Please return every line of the records that contains the word "mask", treating case as significant.

═══

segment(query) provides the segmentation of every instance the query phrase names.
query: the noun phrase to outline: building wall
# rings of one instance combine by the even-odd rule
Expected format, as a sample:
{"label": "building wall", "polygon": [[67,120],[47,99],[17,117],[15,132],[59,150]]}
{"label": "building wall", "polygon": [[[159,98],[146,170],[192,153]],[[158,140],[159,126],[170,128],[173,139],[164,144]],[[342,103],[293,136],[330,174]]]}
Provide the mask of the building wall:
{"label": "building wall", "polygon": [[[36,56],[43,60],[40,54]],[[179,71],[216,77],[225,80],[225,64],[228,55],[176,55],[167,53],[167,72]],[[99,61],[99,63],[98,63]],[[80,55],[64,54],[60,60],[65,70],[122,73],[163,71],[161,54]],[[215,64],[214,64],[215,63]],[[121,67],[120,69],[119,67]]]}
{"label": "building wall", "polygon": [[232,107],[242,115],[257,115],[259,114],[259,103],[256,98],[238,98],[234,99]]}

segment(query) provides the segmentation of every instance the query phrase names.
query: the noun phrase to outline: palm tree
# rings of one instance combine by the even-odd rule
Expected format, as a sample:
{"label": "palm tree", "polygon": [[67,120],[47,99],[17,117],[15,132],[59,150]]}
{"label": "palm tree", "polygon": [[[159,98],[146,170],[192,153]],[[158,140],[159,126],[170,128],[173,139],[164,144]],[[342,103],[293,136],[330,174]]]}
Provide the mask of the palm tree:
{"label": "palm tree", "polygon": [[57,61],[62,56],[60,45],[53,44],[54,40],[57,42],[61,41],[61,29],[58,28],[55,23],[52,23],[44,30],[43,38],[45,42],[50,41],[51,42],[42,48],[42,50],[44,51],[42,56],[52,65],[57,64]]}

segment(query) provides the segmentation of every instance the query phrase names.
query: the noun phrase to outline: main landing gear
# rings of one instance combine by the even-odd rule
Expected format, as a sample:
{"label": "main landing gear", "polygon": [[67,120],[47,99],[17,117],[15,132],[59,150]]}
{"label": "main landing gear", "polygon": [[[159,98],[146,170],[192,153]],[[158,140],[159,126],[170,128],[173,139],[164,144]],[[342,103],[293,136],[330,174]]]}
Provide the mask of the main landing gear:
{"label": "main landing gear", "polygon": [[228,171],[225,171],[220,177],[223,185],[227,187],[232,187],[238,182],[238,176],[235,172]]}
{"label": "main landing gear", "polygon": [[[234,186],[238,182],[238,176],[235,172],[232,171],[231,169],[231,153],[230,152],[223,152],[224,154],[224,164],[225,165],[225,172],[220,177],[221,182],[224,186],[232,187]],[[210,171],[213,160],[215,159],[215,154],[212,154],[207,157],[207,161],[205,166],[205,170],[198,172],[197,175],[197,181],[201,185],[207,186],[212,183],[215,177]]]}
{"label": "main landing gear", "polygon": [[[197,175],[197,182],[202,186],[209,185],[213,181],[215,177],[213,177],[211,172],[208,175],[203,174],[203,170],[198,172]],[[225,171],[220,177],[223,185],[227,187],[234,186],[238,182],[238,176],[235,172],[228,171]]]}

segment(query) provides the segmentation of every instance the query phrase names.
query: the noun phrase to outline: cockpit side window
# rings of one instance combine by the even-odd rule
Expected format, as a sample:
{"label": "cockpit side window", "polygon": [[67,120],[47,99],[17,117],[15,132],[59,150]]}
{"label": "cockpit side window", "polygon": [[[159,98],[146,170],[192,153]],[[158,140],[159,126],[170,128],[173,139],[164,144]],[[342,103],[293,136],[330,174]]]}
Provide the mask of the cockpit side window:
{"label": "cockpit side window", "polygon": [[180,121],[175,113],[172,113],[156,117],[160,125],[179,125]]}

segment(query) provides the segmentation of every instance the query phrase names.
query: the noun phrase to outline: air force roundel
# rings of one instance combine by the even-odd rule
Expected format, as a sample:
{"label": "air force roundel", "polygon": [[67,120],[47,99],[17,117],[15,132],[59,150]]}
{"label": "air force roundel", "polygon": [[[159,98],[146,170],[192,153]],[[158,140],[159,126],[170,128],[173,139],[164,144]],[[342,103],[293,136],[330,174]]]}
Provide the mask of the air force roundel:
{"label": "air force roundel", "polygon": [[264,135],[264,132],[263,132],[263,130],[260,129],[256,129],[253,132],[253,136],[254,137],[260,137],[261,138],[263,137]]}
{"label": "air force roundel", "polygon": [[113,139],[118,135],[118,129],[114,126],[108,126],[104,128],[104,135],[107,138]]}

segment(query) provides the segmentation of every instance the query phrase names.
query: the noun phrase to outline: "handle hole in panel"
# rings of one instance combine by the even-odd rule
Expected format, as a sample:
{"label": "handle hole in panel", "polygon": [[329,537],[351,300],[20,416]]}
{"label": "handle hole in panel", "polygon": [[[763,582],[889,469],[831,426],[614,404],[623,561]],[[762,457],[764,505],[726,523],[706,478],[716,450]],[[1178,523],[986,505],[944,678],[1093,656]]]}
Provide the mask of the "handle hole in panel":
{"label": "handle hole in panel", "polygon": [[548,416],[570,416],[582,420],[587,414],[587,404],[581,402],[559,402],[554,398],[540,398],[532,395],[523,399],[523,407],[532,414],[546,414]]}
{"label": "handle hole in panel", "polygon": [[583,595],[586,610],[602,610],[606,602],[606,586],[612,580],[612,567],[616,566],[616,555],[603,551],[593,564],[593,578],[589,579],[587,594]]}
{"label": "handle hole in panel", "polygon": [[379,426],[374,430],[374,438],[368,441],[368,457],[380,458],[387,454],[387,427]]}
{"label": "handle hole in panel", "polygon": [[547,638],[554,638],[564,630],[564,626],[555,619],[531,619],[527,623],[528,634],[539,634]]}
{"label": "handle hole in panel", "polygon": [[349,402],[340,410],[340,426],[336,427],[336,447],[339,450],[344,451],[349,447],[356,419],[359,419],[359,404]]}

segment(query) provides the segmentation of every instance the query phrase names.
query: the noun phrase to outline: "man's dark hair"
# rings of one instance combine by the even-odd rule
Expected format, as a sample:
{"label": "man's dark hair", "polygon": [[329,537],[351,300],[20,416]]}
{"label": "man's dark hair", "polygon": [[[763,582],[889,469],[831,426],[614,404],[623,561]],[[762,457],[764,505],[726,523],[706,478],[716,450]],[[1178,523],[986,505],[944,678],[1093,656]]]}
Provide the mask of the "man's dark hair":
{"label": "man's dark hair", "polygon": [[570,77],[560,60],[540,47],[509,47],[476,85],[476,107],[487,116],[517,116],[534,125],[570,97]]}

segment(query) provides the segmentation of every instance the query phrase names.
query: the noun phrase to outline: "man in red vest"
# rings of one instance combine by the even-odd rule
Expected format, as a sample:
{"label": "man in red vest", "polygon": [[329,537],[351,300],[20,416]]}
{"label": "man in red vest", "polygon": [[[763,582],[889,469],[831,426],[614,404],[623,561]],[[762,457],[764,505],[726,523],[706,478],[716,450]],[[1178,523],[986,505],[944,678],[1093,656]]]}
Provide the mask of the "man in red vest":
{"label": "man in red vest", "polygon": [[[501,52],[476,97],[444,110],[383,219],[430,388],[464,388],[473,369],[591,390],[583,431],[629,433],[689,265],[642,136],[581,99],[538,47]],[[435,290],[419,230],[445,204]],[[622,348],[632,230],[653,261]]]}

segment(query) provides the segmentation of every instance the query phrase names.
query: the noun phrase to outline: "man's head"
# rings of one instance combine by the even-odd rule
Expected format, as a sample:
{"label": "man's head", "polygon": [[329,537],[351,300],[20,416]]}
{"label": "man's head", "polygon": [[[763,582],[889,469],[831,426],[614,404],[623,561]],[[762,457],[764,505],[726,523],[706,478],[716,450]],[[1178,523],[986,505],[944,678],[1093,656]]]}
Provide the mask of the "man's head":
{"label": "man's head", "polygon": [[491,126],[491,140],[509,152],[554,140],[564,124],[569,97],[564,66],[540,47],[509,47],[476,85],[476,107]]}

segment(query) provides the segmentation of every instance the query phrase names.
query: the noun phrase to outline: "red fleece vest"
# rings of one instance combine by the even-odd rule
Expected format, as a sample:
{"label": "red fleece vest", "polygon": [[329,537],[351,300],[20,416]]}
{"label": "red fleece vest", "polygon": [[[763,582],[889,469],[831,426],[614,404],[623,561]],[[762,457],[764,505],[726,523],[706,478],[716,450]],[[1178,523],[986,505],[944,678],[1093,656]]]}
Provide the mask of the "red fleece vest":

═══

» **FULL ANSWER**
Provide the mask of the building wall:
Provide the mask of the palm tree:
Provide the mask of the main landing gear:
Provide the mask of the cockpit side window:
Provide the mask of the air force roundel:
Provide the mask of the "handle hole in panel":
Provide the mask of the "man's dark hair":
Provide the mask of the "man in red vest":
Provide the mask of the "man's head":
Provide the mask of the "red fleece vest":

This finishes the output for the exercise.